These six finely-crafted short stories address issues of identity and prejudice and of guilt and embarrassment. The stories in this collection – serious, satirical and humorous – also explore in a nuanced way the continuing role played by class and status in our everyday lives.
Since the stories in Foreign Correspondence encompass a panoply of human situations, every reader will be able to relate to or be challenged by the characters they encounter. JCB, a novella in the Bildungsroman tradition, asks the reader to reflect on their perception of others and on their capacity to empathise with those to whom they have close blood ties but from whom they are culturally distant. This story also points to the moral contingency of ascribing guilt and illustrates how the outwardly conventional can be deceptive. The second story gives the book its title and describes the journey of a philandering young man, who, in contrast to the final story, is devoid of any sense of self-discovery and shame. The central character appears to be selfish and narcissistic and seeks atonement without remorse through the writing of letters.
════
What is required:
Please list the issues that the book description says the six short stories address in its first sentence.

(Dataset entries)
════
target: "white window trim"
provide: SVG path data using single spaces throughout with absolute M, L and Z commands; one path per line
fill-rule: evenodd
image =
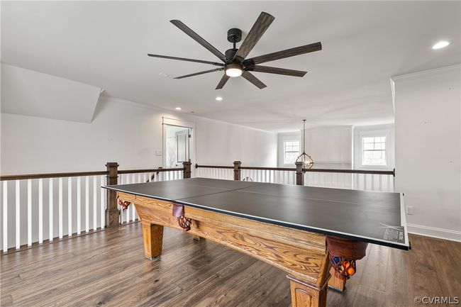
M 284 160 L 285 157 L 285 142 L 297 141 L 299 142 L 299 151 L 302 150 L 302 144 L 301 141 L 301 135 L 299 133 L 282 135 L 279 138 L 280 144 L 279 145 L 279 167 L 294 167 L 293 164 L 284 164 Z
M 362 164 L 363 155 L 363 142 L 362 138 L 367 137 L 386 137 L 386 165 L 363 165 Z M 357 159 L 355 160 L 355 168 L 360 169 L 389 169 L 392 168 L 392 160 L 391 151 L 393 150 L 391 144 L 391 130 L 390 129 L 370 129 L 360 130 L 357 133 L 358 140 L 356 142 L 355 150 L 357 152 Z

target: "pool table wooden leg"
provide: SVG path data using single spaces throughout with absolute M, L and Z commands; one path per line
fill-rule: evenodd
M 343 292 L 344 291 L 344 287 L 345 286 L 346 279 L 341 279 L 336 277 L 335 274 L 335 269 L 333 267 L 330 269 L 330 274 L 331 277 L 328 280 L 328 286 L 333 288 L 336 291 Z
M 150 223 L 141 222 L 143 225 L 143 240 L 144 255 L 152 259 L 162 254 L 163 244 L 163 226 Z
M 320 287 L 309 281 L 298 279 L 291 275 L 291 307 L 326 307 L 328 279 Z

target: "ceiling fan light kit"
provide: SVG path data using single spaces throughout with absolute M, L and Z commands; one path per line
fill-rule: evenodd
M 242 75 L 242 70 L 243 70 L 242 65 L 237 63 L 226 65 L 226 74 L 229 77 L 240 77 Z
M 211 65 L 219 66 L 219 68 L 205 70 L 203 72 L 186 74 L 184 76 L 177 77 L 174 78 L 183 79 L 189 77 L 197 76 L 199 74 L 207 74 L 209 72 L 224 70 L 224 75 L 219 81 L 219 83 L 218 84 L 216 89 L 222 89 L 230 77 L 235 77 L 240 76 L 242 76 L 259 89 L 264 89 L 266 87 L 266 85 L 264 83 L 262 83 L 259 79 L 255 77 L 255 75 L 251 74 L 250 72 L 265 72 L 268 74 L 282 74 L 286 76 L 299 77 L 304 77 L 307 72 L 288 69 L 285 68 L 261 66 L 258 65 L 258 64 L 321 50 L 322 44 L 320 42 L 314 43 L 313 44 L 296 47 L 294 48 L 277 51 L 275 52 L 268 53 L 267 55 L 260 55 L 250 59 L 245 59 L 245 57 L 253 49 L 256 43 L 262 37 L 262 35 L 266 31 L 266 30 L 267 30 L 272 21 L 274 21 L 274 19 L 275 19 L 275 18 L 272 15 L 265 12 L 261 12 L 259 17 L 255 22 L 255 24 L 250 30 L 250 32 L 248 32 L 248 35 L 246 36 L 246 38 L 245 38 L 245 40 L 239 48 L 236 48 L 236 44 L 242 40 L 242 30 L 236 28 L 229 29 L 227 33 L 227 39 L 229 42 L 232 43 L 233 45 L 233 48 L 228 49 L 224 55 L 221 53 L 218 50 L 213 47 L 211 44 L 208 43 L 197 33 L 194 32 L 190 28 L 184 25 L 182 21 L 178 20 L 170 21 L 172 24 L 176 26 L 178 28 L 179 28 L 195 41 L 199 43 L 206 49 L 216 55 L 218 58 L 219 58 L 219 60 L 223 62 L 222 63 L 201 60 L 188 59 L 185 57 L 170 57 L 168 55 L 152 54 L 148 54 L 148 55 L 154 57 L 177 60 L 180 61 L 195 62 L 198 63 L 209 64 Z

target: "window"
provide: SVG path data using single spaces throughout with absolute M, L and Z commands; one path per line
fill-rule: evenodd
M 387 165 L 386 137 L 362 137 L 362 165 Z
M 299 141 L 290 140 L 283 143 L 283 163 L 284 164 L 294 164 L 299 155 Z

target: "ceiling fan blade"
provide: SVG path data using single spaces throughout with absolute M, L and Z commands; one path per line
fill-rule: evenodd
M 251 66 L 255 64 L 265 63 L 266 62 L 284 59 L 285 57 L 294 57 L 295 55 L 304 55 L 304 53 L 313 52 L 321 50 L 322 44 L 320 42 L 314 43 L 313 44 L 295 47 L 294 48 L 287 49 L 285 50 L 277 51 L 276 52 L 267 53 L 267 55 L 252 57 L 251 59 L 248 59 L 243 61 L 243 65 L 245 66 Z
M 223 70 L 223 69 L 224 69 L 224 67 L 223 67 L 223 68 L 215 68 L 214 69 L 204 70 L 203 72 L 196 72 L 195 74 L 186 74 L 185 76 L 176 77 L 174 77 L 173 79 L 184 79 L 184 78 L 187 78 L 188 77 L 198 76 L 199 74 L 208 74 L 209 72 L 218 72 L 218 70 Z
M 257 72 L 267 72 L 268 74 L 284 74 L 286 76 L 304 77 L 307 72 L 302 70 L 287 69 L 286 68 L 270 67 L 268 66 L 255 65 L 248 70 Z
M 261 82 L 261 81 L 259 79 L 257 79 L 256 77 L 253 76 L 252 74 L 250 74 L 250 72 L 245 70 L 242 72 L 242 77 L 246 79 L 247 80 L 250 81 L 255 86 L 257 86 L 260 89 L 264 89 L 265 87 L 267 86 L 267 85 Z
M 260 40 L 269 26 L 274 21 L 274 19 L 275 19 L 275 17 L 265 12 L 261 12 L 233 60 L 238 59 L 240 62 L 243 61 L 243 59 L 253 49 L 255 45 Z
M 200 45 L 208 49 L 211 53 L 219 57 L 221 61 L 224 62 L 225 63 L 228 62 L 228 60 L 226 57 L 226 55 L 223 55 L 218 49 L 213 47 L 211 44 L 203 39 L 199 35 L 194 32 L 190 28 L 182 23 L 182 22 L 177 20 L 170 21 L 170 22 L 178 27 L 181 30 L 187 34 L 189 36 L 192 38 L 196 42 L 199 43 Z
════
Final answer:
Identity, prejudice, guilt, embarrassment